Testo estratto.
════

SAURO INCURANTE DEL CALDO E DI AGOSTO CI REGALA UNA SPLENDIDA MOSTRA SUL BRASILE, GRAZIE SAURO SASSI
UN COLTELLO NELLA CARNE DEL BRASILE. AL PAC DI MILANO
Il PAC
(Padiglione d’arte Contemporanea di Milano) fu inaugurato nel 1954 per ospitare la parte più recente
delle collezioni d’arte moderna comunali. Si decise di costruirlo in via Palestro, di fianco alla Villa Reale, che ospitava la parte
storica delle collezioni, nel luogo dove sorgevano le scuderie della villa,
distrutte dai bombardamenti della seconda guerra mondiale. Il progetto era
dell’architetto Ignazio Gardella, che realizzò una costruzione
molto pulita, razionale, luminosa, a ridosso dei giardini oggi intitolati a Indro Montanelli, adatta a svolgere
bene le sue funzioni di sede espositiva. A un certo punto si decise di trovare
un’altra collocazione per le collezioni e il PAC, dopo un periodo di chiusura e rifacimenti, riaprì nel 1979 con una attività rivolta ad
ospitare mostre temporanee, sempre dedicate all’arte contemporanea, con una
programmazione piuttosto discontinua e senza un preciso progetto espositivo.
Poi, il 27 luglio 1993, una bomba posta su un’auto, vicino
all’edificio, provocò la morte di cinque
persone e la distruzione dello stesso. L’attentato faceva parte di una
serie, organizzati della mafia, che
colpirono diversi luoghi artistici italiani: le chiese di San Giovanni in Laterano e San
Giorgio al Velabro a Roma e via dei Georgofili, a ridosso degli Uffizi, a Firenze. Il PAC fu ricostruito, secondo il
progetto originario, a cura dello stesso architetto Gardella e riprese la sua attività. Negli ultimi anni, pur
proseguendo una politica di mostre un po’ estemporanea, si è cercato di
focalizzare l’attenzione sulla situazione artistica di paesi solitamente
periferici rispetto ai grandi circuiti internazionali. Ci sono state mostre
sull’arte africana e su quella cubana, e monografiche dedicate a due
importanti artiste latino americane, la guatelmateca
Regina José Galindo e la messicana Teresa Margolles. Oggi una nuova mostra apre un focus sull’arte
contemporanea del Brasile, paese
quanto mai culturalmente e artisticamente vivo e politicamente e socialmente
pieno di contraddizioni. Il titolo, “Il
coltello nella carne” richiama un’opera
teatrale rappresentata nel 1967,
dove si descriveva in modo crudo e senza retorica la vita nei bassifondi di una
grande città, con personaggi violenti e senza riscatto. Ricordo che il Brasile, dopo un periodo di vitalità
democratica che durò dal secondo dopoguerra fino ai primi anni ’60, e culminò
con l’utopia della costruzione della nuova capitale Brasilia, progettata dall’architetto comunista Oscar Niemeyer, già collaboratore di Le Corbusier, subì un colpo di stato che instaurò una dittatura militare tra il 1964 e il
1985. Nel periodo precedente il golpe si registrò una formidabile fioritura
artistica, che riguardò appunto l’architettura, la musica (il “Tropicalismo”), la danza, la
letteratura (il “Concretismo”), il cinema
(il movimento “Cinema Novo”, che si
affiancava alla “Nouvelle Vague”

════

Dati in ingresso.
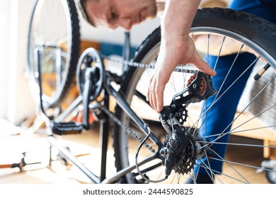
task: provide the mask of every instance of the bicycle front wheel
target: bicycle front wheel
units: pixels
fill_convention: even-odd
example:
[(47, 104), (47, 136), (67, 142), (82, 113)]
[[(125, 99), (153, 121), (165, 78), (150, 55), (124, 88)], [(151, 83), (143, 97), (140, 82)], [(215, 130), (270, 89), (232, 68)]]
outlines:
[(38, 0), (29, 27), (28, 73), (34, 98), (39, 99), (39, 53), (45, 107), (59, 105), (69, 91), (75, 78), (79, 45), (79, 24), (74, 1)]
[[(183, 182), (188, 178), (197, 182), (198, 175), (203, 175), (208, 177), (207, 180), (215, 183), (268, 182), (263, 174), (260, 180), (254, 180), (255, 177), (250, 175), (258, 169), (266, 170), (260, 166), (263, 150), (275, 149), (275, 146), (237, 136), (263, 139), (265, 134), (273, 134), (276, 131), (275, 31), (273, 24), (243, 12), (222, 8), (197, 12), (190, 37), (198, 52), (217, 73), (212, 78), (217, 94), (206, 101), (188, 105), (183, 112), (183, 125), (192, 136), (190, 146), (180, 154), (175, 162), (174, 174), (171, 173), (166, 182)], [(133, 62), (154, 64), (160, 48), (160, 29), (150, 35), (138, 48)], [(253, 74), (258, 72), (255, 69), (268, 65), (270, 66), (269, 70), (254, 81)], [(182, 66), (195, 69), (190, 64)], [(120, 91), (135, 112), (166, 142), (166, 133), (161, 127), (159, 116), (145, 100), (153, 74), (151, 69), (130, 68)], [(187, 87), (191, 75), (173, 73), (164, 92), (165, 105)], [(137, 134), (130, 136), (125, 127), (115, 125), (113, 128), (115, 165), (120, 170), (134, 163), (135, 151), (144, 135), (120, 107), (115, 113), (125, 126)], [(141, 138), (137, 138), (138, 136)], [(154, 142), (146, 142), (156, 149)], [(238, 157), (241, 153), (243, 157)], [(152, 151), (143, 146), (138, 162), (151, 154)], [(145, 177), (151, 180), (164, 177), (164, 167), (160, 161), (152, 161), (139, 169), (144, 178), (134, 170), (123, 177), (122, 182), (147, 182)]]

════

Operazioni richieste.
A. Traduca in inglese la seguente frase del testo sul Padiglione d'arte Contemporanea di Milano: "Il PAC fu ricostruito, secondo il progetto originario, a cura dello stesso architetto Gardella e riprese la sua attività."
B. Aggiorni tutto ciò che va dall'inizio delle voci fino alla riga che contiene "24), (74, 1)]", inclusa, sostituendo "front" con "rear" e lasciando invariato il resto. Riporti soltanto queste righe, escludendo le immagini.
Le voci riportate non hanno alcun legame con il testo.

Le risposte.
A. The PAC was rebuilt, following the original design, under the supervision of the same architect Gardella, and resumed its activity.

B.
task: provide the mask of every instance of the bicycle rear wheel
target: bicycle rear wheel
units: pixels
fill_convention: even-odd
example:
[(47, 104), (47, 136), (67, 142), (82, 113)]
[[(125, 99), (153, 121), (165, 78), (150, 55), (124, 88)], [(151, 83), (143, 97), (140, 82)], [(215, 130), (270, 89), (232, 68)]]
outlines:
[(38, 0), (29, 27), (28, 73), (34, 98), (39, 99), (39, 53), (45, 107), (59, 105), (69, 91), (75, 78), (79, 45), (79, 24), (74, 1)]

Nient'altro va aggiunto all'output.